Document excerpt:
Vaccination of haemopoietic stem cell transplant recipients: guidelines of the 2017 European Conference on Infections in Leukaemia (ECIL 7).

Infection is a main concern after haemopoietic stem cell transplantation (HSCT) and a major cause of transplant-related mortality. Some of these infections are preventable by vaccination. Most HSCT recipients lose their immunity to various pathogens as soon as the first months after transplant, irrespective of the pre-transplant donor or recipient vaccinations. Vaccination with inactivated vaccines is safe after transplantation and is an effective way to reinstate protection from various pathogens (eg, influenza virus and Streptococcus pneumoniae), especially for pathogens whose risk of infection is increased by the transplant procedure. The response to vaccines in patients with transplants is usually lower than that in healthy individuals of the same age during the first months or years after transplant, but it improves over time to become close to normal 2-3 years after the procedure. However, because immunogenic vaccines have been found to induce a response in a substantial proportion of the patients as early as 3 months after transplant, we recommend to start crucial vaccinations with inactivated vaccines from 3 months after transplant, irrespectively of whether the patient has or has not developed graft-versus-host disease (GvHD) or received immunosuppressants. Patients with GvHD have higher risk of infection and are likely to benefit from vaccination. Another challenge is to provide HSCT recipients the same level of vaccine protection as healthy individuals of the same age in a given country. The use of live attenuated vaccines should be limited to specific situations because of the risk of vaccine-induced disease.

Data under study:
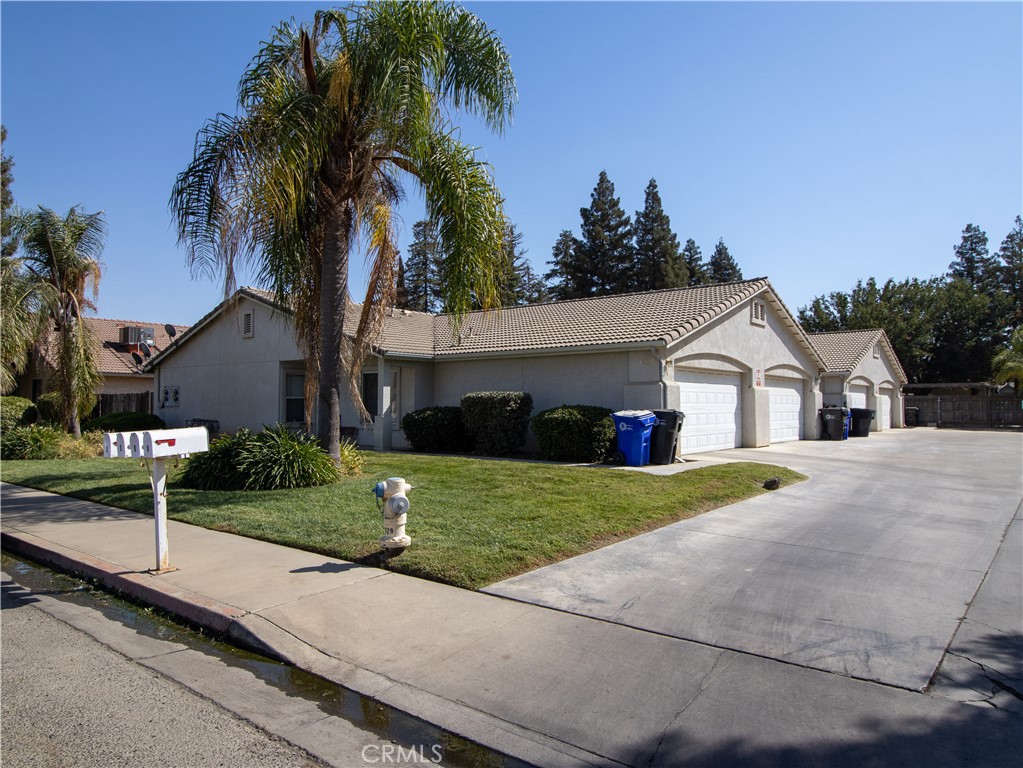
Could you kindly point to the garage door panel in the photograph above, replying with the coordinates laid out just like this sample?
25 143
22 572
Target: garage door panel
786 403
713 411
...
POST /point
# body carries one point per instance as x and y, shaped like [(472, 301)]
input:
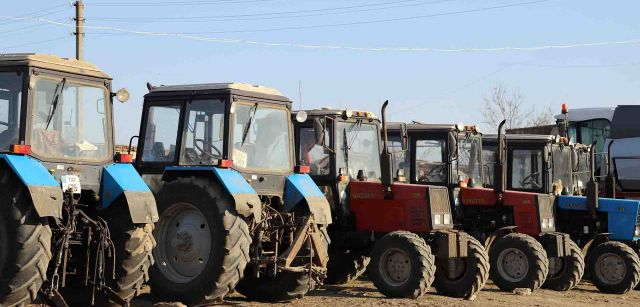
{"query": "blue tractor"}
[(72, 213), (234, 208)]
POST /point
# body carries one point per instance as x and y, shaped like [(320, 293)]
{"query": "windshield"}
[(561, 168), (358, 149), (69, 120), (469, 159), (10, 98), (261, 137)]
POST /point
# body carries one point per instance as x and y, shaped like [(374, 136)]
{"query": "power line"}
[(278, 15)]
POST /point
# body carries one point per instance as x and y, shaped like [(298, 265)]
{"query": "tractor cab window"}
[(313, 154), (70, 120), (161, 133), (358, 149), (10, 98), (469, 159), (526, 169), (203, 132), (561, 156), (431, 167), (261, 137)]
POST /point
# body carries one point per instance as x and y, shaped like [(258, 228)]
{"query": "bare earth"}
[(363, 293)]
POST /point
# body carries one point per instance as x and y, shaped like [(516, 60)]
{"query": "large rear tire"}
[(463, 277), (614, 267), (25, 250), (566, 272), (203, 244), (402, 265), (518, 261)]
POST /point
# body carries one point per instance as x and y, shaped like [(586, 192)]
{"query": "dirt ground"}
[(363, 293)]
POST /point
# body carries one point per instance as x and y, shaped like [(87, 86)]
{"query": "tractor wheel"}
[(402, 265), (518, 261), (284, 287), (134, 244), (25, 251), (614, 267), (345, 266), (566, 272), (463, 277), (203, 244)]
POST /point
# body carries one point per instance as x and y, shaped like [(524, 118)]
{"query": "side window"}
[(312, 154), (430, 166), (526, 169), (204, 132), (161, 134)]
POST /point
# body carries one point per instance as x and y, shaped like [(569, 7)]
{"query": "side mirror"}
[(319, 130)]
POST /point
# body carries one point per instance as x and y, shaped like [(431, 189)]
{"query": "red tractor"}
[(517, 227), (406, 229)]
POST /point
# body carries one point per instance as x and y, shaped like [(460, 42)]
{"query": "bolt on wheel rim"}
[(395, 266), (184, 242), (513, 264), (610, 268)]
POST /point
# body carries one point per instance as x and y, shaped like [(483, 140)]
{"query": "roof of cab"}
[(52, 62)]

Task prompt: According to the vaccination guidelines, why should crucial vaccinations with inactivated vaccines begin from 3 months after transplant? Answer in one to three sentences. The data are separate material and have no connection to the vaccination guidelines.

Exercise answer: Immunogenic vaccines have been found to induce a response in a substantial proportion of patients as early as 3 months after transplant. This holds even though responses in transplant recipients are usually lower than in healthy individuals of the same age during the first months or years.